*TASK PROMPT*.
Rewrite the records between the line holding "Report x and y for each instance of the night" and the line holding "x=851, y=368", inclusive, keeping each request as it is and shifting every coordinate in the answers up by 59. Leave the numbers inside the requests unchanged, including those in their format samples.

*LISTING*.
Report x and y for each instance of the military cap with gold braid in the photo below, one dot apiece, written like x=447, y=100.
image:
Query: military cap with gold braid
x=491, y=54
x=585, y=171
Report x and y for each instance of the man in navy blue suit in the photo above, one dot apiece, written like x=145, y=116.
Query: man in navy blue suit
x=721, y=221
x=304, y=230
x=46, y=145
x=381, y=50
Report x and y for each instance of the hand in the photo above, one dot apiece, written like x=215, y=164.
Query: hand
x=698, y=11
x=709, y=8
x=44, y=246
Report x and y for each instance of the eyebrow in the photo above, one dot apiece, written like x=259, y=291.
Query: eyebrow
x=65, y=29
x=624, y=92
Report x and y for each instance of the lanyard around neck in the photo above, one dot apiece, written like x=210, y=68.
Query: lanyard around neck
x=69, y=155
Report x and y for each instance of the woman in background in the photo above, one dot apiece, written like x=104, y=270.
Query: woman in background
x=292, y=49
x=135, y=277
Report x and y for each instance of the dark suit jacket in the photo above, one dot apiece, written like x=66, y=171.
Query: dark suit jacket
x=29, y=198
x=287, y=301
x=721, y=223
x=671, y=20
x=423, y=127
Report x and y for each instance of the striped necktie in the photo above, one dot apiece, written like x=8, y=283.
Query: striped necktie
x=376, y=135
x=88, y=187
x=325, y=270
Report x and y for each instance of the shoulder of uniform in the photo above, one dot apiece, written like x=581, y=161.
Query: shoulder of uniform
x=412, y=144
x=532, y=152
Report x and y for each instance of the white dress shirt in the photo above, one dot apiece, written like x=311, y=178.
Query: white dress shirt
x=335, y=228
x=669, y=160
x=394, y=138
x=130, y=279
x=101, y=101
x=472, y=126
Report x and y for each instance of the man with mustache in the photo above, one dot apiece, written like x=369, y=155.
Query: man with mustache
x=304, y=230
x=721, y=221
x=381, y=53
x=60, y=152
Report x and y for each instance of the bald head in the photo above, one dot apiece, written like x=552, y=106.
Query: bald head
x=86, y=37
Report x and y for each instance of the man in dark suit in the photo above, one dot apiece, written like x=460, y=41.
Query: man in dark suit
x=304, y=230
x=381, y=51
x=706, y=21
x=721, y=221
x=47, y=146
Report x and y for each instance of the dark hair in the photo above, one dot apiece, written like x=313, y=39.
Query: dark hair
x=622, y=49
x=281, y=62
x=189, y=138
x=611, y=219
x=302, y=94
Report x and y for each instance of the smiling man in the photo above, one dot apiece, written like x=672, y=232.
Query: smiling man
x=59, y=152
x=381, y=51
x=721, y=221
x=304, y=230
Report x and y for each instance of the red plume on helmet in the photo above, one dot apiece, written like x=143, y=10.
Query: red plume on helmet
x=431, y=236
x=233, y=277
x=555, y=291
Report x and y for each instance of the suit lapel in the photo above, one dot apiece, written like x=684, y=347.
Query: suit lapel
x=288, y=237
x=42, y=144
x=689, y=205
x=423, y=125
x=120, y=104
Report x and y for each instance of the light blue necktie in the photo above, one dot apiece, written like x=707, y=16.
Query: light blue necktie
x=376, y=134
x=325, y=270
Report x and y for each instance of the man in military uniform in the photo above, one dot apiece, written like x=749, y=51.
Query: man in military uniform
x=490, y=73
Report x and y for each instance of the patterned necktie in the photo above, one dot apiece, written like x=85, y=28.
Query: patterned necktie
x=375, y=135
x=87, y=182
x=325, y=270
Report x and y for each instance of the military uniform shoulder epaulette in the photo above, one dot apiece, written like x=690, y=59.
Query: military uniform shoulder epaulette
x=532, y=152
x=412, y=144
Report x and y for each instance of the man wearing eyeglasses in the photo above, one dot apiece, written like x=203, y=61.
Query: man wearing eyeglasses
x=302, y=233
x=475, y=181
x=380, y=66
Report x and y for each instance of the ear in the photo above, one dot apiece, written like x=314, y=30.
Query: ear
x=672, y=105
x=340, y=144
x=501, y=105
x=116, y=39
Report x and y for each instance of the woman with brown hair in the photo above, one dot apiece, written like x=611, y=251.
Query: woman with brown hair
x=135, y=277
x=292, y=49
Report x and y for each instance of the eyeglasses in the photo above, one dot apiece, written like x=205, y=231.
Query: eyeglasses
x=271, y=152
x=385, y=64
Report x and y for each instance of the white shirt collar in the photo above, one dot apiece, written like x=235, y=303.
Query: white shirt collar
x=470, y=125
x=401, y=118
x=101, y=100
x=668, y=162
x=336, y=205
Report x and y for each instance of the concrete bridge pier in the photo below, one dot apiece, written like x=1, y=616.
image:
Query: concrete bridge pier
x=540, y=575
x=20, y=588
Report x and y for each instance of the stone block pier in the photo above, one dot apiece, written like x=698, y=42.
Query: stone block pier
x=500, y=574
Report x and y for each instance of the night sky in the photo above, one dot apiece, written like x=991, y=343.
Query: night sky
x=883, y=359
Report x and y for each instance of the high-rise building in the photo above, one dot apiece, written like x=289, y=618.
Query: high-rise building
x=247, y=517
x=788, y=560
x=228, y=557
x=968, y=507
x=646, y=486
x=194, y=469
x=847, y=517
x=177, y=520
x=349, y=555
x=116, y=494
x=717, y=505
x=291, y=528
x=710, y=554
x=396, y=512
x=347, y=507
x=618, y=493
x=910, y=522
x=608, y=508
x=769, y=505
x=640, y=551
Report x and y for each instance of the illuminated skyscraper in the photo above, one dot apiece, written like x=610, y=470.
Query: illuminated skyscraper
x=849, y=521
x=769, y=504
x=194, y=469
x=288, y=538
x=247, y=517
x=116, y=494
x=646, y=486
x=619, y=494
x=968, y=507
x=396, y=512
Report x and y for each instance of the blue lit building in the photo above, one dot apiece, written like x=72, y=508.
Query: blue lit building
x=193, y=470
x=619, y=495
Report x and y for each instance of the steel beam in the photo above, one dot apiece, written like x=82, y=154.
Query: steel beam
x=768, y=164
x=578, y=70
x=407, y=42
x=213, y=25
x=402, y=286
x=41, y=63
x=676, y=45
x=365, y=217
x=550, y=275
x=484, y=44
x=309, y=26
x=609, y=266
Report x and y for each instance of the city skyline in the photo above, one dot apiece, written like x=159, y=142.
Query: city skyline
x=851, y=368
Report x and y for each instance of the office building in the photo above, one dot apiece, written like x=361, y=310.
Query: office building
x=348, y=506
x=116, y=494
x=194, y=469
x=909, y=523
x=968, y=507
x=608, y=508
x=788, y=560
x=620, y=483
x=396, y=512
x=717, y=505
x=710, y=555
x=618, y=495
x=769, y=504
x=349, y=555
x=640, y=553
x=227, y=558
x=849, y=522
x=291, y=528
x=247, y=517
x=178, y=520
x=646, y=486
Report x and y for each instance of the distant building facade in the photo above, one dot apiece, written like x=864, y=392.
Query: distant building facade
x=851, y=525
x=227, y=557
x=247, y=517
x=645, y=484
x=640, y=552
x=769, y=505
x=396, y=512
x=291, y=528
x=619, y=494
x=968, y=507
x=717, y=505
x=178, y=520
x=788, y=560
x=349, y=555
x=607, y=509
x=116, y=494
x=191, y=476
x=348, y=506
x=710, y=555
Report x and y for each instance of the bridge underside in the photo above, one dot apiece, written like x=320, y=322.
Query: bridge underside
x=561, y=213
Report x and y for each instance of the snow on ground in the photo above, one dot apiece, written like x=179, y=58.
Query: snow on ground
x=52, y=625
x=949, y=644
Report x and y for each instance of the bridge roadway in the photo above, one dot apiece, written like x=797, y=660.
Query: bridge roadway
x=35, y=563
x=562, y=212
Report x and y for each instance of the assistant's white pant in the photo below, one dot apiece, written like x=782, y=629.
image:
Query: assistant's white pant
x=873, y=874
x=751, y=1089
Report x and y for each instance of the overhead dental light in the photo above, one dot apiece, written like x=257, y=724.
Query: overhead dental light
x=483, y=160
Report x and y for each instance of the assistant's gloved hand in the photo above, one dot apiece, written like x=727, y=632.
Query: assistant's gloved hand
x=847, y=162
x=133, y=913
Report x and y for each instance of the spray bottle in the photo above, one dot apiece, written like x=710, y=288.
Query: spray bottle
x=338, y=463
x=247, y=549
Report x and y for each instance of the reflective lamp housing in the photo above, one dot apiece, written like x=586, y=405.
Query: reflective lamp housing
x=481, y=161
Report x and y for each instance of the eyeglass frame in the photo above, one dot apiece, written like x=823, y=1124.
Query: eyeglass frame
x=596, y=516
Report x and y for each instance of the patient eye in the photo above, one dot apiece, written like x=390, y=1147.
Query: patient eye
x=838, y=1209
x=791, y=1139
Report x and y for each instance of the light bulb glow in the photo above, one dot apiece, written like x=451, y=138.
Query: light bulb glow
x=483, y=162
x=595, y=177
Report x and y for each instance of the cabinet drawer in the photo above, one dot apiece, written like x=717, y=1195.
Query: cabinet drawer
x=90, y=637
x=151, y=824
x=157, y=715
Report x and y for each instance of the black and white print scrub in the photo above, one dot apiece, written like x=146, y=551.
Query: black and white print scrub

*EXERCISE RESPONSE*.
Report x and y for each instance of the night sky in the photo above, one dot apiece, written like x=991, y=343.
Query: night sky
x=942, y=418
Report x and y for each instance of the high-rise building in the photo above, one dot apiece, written like x=289, y=618.
Query: high-rise building
x=306, y=576
x=847, y=619
x=287, y=616
x=1027, y=566
x=705, y=545
x=253, y=528
x=906, y=576
x=236, y=579
x=408, y=614
x=175, y=553
x=776, y=564
x=350, y=587
x=769, y=613
x=455, y=571
x=406, y=566
x=677, y=552
x=969, y=581
x=667, y=567
x=828, y=564
x=699, y=610
Report x and y for each instance of the illuminated skyscraper in the photo above, one dot apiece, written like x=610, y=470.
Query: illuminated skyscraper
x=908, y=580
x=828, y=563
x=253, y=528
x=347, y=597
x=306, y=576
x=175, y=553
x=705, y=545
x=678, y=553
x=1027, y=566
x=455, y=571
Report x and y for each instance of the blue lit building in the photo above, one dot apiece, written like x=72, y=508.
Query: blue lit building
x=252, y=529
x=678, y=554
Report x and y for each instance of the steel beam in the photo above, one dot apiece, written like x=82, y=154.
Query: steel beam
x=827, y=223
x=637, y=129
x=466, y=101
x=272, y=84
x=461, y=345
x=100, y=122
x=735, y=104
x=424, y=276
x=609, y=334
x=543, y=103
x=368, y=85
x=668, y=325
Report x and y for each instance of the city skyline in the photo above, one dot apiece, written like x=159, y=142.
Query: city skyline
x=910, y=427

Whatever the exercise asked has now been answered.